[Work instruction] Give an exact copy of the data that follows, but none of its pictures.

[Source information]
--- --- ---

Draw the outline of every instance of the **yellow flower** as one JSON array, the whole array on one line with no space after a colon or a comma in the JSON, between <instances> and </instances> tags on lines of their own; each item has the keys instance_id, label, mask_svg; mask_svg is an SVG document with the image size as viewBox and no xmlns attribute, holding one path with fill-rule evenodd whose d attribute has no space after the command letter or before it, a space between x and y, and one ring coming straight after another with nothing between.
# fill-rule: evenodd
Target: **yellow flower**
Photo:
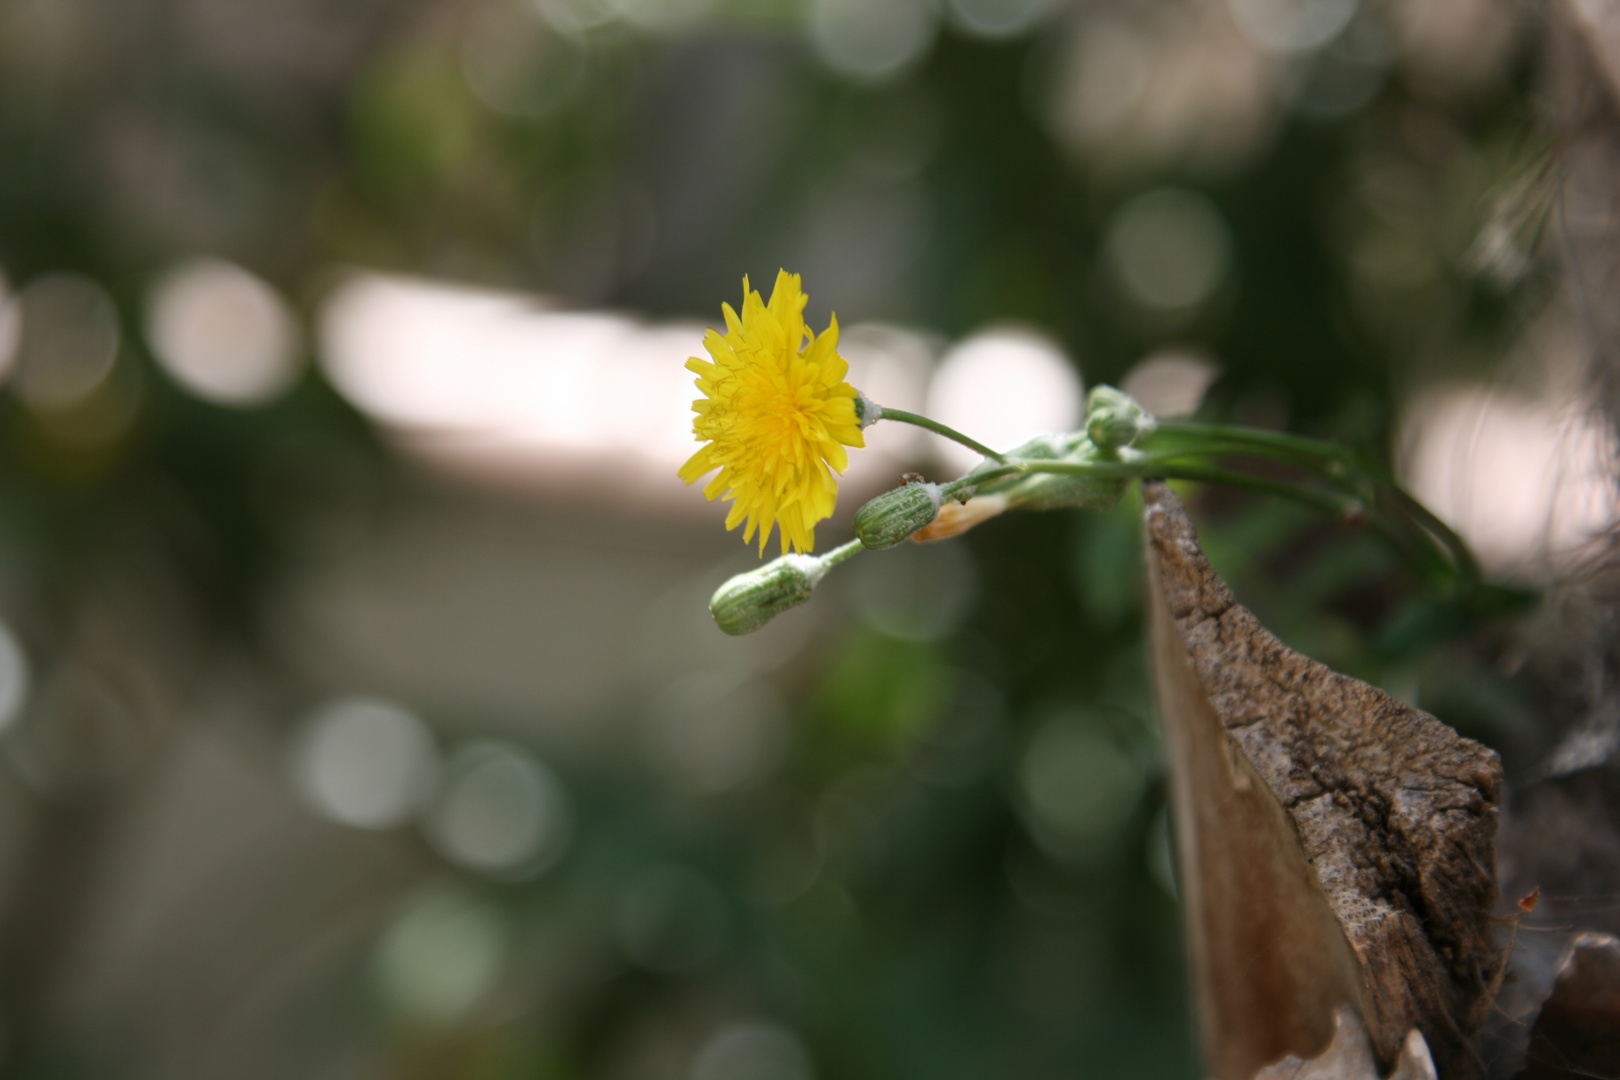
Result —
<instances>
[{"instance_id":1,"label":"yellow flower","mask_svg":"<svg viewBox=\"0 0 1620 1080\"><path fill-rule=\"evenodd\" d=\"M686 366L703 397L692 402L692 432L705 445L680 476L688 484L718 468L704 487L735 500L726 528L744 518L743 540L759 530L759 553L781 526L782 552L815 547L815 525L831 516L838 479L849 467L846 446L865 446L855 416L849 364L838 355L838 317L817 337L804 325L799 275L776 275L769 305L743 278L742 317L722 304L726 333L710 330L703 347L714 358Z\"/></svg>"}]
</instances>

--- --- ---

[Response to the exercise]
Draw the outline of every instance of the **yellow flower** as one JSON array, the whole array on one line with no space after a colon or a comma in the JSON, between <instances> and </instances> tags on lines of their own; each item has the keys instance_id, label, mask_svg; mask_svg is an SVG document with the image size as viewBox and no xmlns attribute, holding one path with fill-rule evenodd whose d attribute has no space after the command letter or before it, a space between x and y, and one ring coming straight after another with nothing between.
# fill-rule: evenodd
Target: **yellow flower**
Photo:
Result —
<instances>
[{"instance_id":1,"label":"yellow flower","mask_svg":"<svg viewBox=\"0 0 1620 1080\"><path fill-rule=\"evenodd\" d=\"M686 366L703 397L692 402L692 432L705 445L680 476L688 484L718 468L704 487L735 500L726 528L744 518L743 540L759 530L759 553L781 526L782 552L815 547L815 525L831 516L838 479L849 467L846 446L865 446L855 416L849 364L838 355L838 317L817 337L804 325L799 275L776 275L769 305L743 278L742 317L722 304L726 333L710 330L703 347L714 358Z\"/></svg>"}]
</instances>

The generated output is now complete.